GESTELLTE AUFGABE:
Kannst du aus dem Text über den veränderten Alltag in der Lombardei und Venetien alles von „Der unheimliche Ton“ bis hinunter zu „Trauermärsche im Dorf.“ wortgetreu wiedergeben?

TEXT DES DOKUMENTS:
####

Der unheimliche Ton gruselt. Meine Familie lebt jetzt in der „gelben Zone“, zu der die Lombardei und Venetien deklariert wurden. Sie sind nicht blockiert und isoliert wie die Italiener in der „roten Zone“ mit ihrem Zentrum Codogno. Aber der Alltag ist kollabiert. Mein Vater hat noch am Samstag unbeschwert gefeiert. Am Sonntag war die Welt eine andere. Meine Tante, die sonst auf jeder Beerdigung dabei ist, erzählt, dass am Montag nur der Priester und die engsten Angehörigen den Sarg bis zum Friedhof begleiteten, statt der üblichen Trauermärsche im Dorf.
Die Polizei sperrt die Bar im Dorf ab 18 Uhr ab, die Carabinieri drohen sonst mit Strafen und Festnahme. Die Schulen sind geschlossen, die Sporteinrichtungen, die Behörden. Selbst die Messen sind abgesagt worden. Meine nächsten Verwandten zählen alle zur Risikogruppe. Obwohl nicht damit zu rechnen ist, dass eine baldige Isolierung droht, so haben die Bewohner bereits am Sonntagmorgen – Italien kennt den durchgängigen geschäftsoffenen Sonntag – die Läden gestürmt und gehamstert. Das große Einkaufszentrum im Nachbarort, so sagt meine Tante am Telefon, soll leergeräumt sein. Ich brauche nicht zu erwähnen, dass Mundschutz und Desinfektionsmittel längst vergriffen sind. Es herrscht ein Gefühl der Anspannung, niemand weiß, was bevorsteht.

####

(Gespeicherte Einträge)
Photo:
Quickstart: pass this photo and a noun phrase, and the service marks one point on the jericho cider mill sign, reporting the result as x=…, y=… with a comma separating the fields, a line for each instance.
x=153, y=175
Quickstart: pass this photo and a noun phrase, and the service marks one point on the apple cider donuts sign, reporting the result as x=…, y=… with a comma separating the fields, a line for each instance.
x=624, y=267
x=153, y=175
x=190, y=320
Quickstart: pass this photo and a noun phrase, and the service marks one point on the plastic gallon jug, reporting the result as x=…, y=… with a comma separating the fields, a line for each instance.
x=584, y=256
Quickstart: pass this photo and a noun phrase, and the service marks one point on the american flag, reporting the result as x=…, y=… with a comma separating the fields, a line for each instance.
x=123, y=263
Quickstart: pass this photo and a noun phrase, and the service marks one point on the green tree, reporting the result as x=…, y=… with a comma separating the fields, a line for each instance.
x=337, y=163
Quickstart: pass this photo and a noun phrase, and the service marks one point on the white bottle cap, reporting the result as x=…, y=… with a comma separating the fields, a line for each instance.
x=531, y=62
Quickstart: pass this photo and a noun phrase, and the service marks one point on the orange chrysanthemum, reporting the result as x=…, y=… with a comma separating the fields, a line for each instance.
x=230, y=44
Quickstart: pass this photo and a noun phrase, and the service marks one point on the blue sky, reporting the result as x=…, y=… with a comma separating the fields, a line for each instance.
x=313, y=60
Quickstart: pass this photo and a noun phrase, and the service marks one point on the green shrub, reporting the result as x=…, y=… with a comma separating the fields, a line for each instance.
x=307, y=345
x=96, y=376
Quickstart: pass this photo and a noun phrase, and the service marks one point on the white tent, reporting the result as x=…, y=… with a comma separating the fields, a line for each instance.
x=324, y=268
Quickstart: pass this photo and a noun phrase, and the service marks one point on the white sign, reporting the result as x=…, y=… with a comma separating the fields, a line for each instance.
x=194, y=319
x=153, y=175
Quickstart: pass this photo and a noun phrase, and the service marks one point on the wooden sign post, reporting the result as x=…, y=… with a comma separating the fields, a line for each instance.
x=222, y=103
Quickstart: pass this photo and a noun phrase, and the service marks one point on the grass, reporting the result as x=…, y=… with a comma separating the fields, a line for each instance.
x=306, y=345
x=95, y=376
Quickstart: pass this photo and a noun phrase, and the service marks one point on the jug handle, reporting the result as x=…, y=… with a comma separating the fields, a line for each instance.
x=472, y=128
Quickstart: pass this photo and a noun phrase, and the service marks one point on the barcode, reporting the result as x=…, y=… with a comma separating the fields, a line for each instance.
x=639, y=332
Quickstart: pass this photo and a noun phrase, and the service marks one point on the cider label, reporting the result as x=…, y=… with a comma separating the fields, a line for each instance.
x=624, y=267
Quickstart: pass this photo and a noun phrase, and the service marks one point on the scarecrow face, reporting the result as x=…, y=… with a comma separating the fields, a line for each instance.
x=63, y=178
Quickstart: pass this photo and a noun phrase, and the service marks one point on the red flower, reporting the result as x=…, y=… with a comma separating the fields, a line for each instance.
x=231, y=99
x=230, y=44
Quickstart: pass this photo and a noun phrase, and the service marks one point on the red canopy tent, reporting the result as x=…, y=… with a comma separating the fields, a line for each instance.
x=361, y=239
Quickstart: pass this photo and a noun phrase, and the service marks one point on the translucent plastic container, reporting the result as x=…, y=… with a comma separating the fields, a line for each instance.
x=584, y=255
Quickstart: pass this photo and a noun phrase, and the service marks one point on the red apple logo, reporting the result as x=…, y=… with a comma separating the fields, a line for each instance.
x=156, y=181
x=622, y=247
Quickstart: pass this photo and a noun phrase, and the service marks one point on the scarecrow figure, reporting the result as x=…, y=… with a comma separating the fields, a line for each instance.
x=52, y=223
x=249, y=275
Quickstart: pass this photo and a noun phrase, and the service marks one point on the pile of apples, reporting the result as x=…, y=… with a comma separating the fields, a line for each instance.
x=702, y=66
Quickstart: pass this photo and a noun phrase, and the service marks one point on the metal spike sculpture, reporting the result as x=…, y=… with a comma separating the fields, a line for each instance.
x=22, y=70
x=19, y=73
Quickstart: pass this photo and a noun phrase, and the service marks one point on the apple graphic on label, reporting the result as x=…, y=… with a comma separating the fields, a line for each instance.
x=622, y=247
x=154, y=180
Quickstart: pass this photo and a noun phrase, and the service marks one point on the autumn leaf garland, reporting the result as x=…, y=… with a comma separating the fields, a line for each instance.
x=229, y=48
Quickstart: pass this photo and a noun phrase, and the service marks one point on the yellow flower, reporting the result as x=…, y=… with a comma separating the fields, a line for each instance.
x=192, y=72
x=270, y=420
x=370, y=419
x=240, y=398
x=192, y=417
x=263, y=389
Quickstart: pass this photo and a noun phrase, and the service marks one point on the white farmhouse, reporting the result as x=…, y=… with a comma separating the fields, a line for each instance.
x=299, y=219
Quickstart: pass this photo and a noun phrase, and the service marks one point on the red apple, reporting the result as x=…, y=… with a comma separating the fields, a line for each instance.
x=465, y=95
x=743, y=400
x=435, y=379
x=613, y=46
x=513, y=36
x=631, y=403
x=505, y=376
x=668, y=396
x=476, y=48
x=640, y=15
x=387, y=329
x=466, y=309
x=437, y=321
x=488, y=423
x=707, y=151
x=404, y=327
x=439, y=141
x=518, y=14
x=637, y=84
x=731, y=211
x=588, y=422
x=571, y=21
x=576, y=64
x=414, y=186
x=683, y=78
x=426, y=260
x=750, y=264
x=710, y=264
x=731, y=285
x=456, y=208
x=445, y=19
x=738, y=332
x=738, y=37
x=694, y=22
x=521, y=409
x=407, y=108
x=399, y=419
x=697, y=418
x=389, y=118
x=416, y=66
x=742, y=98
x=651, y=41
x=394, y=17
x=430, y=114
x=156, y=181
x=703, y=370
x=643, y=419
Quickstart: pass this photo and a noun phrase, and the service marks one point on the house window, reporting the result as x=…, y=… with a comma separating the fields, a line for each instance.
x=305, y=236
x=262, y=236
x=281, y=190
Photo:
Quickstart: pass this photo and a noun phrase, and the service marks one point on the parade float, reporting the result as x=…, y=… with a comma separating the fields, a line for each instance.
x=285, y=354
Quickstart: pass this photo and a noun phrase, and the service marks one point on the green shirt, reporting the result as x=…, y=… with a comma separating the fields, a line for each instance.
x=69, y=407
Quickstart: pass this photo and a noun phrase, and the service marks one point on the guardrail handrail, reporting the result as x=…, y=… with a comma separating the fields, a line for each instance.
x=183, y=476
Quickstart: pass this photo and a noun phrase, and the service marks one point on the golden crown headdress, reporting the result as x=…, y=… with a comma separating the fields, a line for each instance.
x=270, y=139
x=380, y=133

####

ERGEBNIS DER AUFGABE:
Der unheimliche Ton gruselt. Meine Familie lebt jetzt in der „gelben Zone“, zu der die Lombardei und Venetien deklariert wurden. Sie sind nicht blockiert und isoliert wie die Italiener in der „roten Zone“ mit ihrem Zentrum Codogno. Aber der Alltag ist kollabiert. Mein Vater hat noch am Samstag unbeschwert gefeiert. Am Sonntag war die Welt eine andere. Meine Tante, die sonst auf jeder Beerdigung dabei ist, erzählt, dass am Montag nur der Priester und die engsten Angehörigen den Sarg bis zum Friedhof begleiteten, statt der üblichen Trauermärsche im Dorf.